EXERCISE TEXT |
———

Nooelec RTL vs. FunCube PRO Plus vs. SDRPlay (VHF 143MHz graves via EME test)

Receiving a 10 GHz Reflected Moon Beacon with the RTL-SDR

There is an amateur radio group in Germany known as DL0SHF which transmits a 10 GHz (QRG = 10.368.025 MHz) beacon at the moon whenever it is visible at their site. The goal of this transmission is to detect the very weak beacon reflection.

Amateur radio hobbyist Rein (W6SZ) has written in to let us know about his, DK7IJ’s and the DL0SHF groups success with receiving the beacon using the RTL-SDR. He writes

DL0SHF transmit a signal to the moon when the moon is visible at the site. The run 2 modes 50 and 500 W output, 20 seconds on, 40 seconds off.

Last night, I managed to detect the beacon with a very simple receiving package. Amazing enough, using WSJT moon tracking data, the signal appeared right away when the moon appeared here above the trees.

The signal lasts only 20 seconds but then 40 seconds later, it returned! By the books.

———

SUPPLIED RECORDS |

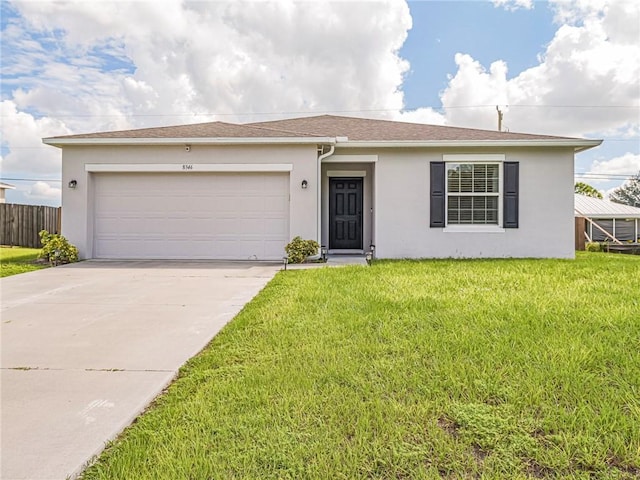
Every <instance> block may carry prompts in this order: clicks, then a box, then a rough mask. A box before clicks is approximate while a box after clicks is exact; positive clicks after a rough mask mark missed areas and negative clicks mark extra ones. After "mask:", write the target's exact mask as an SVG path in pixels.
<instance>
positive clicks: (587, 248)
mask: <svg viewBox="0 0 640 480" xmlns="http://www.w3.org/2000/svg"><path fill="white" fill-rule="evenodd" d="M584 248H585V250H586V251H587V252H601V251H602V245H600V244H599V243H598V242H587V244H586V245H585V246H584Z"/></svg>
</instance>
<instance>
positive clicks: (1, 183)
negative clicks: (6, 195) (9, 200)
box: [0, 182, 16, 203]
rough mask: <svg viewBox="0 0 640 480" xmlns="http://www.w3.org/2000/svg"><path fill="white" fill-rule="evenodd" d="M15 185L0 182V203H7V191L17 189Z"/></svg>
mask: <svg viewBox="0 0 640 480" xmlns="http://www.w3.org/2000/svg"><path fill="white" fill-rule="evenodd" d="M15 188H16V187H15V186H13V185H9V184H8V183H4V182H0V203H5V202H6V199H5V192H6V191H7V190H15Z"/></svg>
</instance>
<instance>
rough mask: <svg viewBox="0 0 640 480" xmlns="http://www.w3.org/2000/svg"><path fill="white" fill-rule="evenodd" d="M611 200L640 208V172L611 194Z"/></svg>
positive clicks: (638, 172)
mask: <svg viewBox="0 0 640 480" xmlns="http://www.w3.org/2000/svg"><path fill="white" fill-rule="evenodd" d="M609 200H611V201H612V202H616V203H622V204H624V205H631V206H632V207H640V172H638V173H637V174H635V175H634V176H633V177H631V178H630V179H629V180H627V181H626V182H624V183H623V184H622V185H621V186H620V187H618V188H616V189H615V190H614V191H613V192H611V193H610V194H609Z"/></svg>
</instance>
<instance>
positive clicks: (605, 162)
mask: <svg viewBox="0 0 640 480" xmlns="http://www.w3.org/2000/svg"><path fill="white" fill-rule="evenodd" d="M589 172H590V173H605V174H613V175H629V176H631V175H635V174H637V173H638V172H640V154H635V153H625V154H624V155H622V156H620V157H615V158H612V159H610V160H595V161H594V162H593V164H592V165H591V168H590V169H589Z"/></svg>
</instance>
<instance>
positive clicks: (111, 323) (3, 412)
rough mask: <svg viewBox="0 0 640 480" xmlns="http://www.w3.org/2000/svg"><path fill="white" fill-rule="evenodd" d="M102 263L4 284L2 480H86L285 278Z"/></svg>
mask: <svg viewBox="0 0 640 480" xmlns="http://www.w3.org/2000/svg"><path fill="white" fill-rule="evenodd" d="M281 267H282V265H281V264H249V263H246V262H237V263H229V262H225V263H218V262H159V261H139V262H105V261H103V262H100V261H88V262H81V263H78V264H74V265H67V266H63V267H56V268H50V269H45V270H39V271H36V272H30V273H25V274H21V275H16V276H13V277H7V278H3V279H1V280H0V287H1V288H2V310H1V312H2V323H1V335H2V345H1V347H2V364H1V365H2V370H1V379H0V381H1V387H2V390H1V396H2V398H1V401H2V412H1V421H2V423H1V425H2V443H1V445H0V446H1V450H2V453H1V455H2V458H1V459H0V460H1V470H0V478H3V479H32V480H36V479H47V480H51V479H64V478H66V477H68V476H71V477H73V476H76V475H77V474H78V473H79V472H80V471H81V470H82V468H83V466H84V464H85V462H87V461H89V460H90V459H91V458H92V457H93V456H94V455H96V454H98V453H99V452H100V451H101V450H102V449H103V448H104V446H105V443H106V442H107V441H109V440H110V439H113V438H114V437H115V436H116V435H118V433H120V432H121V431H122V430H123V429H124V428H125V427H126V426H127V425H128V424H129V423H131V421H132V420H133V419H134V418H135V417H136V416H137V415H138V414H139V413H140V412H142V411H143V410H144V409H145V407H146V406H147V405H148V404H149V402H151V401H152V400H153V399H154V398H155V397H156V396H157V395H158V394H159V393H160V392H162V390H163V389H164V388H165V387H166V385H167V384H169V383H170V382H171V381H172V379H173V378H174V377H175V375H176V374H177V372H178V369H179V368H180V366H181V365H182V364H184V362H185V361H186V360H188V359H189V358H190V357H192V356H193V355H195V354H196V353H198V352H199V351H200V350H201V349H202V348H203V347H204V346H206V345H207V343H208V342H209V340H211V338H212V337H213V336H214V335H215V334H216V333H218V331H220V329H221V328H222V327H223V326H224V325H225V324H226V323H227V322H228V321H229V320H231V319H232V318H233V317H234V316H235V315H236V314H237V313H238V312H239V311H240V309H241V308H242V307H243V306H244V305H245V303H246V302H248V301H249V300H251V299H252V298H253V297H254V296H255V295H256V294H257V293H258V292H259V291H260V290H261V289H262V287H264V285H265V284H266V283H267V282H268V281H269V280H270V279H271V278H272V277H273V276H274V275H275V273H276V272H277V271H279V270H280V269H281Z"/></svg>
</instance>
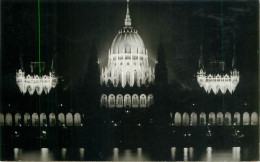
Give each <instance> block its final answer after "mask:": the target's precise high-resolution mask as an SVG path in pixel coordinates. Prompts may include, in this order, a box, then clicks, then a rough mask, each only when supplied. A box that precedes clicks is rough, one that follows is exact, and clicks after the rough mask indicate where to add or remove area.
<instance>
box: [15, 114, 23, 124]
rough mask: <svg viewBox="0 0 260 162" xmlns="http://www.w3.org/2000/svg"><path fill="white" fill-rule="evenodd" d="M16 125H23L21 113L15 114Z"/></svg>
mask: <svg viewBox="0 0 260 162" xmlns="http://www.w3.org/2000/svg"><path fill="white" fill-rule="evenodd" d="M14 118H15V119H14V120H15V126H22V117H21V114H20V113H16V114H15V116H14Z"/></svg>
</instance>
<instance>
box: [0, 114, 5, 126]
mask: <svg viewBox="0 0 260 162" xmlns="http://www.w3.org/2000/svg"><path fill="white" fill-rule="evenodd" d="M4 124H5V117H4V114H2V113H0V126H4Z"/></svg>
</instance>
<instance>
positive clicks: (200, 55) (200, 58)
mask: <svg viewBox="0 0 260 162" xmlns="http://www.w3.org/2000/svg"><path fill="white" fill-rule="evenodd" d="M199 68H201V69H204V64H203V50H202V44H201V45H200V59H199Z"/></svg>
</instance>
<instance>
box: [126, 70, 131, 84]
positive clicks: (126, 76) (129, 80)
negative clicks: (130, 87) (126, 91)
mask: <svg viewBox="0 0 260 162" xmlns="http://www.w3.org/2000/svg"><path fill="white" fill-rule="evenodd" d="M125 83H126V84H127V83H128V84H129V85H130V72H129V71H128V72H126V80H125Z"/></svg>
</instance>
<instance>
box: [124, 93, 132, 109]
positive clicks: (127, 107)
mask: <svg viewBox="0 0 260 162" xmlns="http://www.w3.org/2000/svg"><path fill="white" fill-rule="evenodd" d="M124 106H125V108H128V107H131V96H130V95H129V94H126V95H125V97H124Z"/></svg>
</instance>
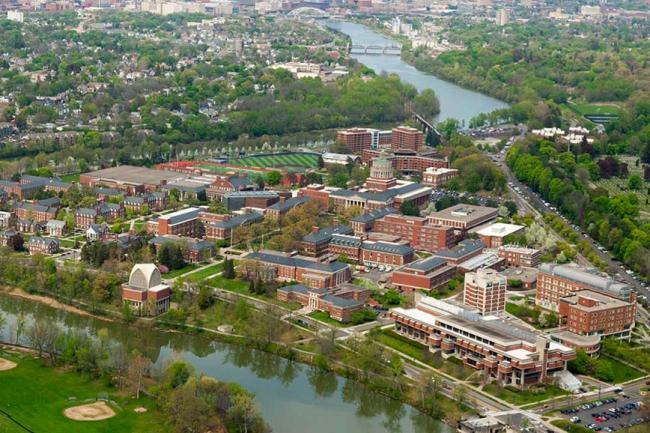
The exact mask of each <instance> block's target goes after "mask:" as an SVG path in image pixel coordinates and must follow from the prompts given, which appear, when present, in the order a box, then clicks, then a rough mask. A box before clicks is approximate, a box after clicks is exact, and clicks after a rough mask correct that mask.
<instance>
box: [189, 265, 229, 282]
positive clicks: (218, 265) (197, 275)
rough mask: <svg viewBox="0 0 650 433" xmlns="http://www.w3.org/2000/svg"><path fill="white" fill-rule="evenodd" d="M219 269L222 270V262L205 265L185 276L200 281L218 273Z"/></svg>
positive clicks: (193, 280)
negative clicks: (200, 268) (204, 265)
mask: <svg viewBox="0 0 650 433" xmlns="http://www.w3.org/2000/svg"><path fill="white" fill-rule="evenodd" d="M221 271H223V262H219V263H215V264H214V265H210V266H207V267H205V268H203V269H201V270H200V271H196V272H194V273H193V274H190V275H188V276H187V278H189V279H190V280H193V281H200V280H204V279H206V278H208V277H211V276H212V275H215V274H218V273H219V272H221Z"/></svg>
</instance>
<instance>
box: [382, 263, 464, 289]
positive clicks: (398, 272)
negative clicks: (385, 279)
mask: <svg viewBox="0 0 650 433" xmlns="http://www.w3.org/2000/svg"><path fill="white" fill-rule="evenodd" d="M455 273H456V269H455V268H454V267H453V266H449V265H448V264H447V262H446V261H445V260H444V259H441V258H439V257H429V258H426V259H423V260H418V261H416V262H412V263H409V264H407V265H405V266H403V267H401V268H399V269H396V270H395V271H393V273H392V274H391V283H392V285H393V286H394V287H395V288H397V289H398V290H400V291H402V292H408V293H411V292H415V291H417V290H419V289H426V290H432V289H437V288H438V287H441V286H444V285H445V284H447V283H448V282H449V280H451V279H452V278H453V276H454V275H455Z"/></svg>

———

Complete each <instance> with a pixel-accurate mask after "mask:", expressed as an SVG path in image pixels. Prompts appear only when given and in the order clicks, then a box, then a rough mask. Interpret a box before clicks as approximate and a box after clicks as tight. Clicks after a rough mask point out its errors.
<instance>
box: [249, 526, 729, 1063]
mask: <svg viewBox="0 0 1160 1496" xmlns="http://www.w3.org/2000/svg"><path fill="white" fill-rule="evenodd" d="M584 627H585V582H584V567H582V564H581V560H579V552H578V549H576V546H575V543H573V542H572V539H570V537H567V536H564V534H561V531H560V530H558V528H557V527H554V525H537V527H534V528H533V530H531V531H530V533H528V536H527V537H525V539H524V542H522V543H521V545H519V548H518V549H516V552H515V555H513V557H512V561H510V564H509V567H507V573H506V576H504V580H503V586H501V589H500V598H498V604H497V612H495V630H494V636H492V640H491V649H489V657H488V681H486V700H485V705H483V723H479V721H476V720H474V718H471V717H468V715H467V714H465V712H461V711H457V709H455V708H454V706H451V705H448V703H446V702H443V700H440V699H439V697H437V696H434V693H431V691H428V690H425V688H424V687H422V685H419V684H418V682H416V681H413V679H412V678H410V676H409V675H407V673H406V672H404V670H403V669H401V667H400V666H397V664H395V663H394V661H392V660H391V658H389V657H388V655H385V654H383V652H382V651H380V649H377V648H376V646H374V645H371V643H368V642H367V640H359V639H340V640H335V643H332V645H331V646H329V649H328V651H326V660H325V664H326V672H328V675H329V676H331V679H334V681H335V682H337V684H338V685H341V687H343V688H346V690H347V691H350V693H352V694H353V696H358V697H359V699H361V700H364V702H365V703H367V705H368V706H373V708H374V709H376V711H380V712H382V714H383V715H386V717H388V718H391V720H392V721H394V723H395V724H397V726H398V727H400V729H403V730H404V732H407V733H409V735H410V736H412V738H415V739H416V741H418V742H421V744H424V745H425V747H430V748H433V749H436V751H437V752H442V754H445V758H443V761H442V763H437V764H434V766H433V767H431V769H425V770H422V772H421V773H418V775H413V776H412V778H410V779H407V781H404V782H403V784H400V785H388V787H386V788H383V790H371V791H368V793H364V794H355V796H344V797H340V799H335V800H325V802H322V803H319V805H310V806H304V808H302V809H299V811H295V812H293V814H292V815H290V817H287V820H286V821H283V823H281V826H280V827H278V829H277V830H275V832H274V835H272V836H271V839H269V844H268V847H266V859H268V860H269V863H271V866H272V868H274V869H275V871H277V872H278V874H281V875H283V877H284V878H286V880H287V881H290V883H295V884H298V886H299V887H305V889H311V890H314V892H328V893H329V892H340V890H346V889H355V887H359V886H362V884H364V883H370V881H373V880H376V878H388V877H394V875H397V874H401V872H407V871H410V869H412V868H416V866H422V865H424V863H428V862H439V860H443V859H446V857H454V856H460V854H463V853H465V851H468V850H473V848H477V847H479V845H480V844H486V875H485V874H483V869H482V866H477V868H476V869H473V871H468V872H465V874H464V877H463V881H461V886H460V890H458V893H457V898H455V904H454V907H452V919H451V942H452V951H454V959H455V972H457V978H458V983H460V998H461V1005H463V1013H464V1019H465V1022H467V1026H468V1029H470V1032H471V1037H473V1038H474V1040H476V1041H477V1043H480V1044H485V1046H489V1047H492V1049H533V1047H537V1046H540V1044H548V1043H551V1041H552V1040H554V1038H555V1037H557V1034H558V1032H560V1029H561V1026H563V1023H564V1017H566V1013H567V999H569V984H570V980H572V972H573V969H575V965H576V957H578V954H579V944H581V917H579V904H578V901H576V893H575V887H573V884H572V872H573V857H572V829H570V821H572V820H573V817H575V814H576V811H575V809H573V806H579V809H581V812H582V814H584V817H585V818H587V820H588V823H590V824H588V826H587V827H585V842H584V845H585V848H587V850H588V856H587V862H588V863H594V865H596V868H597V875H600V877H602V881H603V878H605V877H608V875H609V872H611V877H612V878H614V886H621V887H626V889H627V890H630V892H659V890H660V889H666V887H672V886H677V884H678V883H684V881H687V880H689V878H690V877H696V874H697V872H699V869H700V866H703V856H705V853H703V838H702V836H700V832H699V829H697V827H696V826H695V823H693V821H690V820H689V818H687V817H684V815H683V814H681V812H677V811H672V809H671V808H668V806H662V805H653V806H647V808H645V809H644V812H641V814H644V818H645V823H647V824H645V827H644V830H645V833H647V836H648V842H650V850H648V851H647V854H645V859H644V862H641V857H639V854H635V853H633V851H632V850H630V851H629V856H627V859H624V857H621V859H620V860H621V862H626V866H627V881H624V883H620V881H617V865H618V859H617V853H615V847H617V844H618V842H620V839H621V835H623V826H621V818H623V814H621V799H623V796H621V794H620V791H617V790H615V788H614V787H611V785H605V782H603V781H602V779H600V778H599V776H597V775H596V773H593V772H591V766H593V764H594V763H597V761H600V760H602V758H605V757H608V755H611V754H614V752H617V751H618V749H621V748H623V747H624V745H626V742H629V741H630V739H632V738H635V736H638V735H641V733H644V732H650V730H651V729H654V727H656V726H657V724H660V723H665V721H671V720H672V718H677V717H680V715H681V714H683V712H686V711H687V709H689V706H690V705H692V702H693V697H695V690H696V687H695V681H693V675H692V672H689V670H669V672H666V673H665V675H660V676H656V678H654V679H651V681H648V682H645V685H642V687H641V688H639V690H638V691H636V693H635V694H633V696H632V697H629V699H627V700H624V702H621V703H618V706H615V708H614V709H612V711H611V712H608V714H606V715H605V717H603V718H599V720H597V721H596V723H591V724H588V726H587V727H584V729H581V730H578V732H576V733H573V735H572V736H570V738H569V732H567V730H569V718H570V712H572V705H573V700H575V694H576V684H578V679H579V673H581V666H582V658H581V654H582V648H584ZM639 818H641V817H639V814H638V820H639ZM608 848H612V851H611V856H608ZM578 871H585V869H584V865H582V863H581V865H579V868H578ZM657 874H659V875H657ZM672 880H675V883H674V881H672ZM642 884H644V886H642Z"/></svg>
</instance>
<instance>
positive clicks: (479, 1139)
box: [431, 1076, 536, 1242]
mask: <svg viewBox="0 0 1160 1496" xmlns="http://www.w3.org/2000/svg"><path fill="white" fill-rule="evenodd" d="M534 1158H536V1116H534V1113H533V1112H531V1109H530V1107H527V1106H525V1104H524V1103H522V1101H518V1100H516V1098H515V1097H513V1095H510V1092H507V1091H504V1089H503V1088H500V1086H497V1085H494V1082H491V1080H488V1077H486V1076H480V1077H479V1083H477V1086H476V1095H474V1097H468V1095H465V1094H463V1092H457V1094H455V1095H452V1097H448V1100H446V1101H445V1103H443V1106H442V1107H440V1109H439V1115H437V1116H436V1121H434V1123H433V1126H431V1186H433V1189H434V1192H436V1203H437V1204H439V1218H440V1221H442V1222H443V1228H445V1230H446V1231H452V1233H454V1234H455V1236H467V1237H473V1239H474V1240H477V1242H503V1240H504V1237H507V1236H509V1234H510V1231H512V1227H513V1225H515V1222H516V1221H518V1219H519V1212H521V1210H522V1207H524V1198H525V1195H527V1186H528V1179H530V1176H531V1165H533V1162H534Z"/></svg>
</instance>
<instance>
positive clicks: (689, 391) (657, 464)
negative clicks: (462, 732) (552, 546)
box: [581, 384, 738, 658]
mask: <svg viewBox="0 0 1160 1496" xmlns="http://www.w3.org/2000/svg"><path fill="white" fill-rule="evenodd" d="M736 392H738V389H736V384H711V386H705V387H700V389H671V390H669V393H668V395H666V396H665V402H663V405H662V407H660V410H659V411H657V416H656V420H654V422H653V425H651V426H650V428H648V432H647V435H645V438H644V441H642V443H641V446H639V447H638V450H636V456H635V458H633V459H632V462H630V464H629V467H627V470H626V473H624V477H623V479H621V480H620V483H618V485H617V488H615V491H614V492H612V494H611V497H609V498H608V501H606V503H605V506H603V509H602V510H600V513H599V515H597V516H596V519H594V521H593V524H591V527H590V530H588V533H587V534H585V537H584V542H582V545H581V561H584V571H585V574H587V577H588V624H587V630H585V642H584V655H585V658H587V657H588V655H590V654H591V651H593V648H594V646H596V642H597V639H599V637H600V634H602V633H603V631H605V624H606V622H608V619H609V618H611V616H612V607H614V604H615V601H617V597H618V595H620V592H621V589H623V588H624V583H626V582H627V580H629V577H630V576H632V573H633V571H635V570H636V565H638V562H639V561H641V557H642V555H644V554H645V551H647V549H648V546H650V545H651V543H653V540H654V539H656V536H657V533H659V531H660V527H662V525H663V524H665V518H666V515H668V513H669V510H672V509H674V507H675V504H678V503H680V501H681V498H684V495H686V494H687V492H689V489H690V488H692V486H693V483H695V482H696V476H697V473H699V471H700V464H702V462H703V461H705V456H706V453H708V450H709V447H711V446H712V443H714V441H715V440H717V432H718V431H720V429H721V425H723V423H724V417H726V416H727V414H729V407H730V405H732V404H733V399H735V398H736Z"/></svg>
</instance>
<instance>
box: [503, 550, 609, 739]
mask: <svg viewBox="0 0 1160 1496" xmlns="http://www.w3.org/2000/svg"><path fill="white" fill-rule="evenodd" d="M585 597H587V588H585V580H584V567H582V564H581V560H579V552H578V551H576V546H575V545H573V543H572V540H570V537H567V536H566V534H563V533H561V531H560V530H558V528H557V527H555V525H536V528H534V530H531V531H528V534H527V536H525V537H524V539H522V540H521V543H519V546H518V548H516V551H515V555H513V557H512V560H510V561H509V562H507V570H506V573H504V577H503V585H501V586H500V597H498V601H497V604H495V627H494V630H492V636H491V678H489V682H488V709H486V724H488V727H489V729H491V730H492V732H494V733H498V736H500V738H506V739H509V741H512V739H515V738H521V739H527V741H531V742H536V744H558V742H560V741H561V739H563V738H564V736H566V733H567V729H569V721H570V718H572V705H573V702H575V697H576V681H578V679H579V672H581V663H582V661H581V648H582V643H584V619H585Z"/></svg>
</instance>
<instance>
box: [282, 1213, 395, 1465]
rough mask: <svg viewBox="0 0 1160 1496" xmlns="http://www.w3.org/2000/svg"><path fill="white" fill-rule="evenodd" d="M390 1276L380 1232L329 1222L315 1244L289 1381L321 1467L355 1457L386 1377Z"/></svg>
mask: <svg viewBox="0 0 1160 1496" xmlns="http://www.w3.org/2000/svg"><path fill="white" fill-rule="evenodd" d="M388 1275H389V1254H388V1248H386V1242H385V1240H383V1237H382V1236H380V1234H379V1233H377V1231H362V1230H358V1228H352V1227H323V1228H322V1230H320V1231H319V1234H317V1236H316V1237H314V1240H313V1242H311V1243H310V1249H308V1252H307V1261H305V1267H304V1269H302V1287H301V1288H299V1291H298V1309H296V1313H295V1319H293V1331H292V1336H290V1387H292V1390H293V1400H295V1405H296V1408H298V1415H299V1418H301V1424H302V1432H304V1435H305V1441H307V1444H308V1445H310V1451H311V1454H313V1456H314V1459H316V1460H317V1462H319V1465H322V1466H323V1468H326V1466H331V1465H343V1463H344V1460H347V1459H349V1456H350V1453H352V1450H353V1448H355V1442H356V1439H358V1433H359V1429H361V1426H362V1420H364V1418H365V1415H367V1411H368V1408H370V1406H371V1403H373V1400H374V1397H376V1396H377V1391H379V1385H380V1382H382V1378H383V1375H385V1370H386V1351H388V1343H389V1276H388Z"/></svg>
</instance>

———

GOAL OF THE EXERCISE | Can you transcribe the moon beacon text from "Receiving a 10" to "By the books."? Rely only on the moon beacon text and ignore the records.

RESPONSE BELOW |
Receiving a 10 GHz Reflected Moon Beacon with the RTL-SDR

There is an amateur radio group in Germany known as DL0SHF which transmits a 10 GHz (QRG = 10.368.025 MHz) beacon at the moon whenever it is visible at their site. The goal of this transmission is to detect the very weak beacon reflection.

Amateur radio hobbyist Rein (W6SZ) has written in to let us know about his, DK7IJ’s and the DL0SHF groups success with receiving the beacon using the RTL-SDR. He writes

DL0SHF transmit a signal to the moon when the moon is visible at the site. The run 2 modes 50 and 500 W output, 20 seconds on, 40 seconds off.

Last night, I managed to detect the beacon with a very simple receiving package. Amazing enough, using WSJT moon tracking data, the signal appeared right away when the moon appeared here above the trees.

The signal lasts only 20 seconds but then 40 seconds later, it returned! By the books.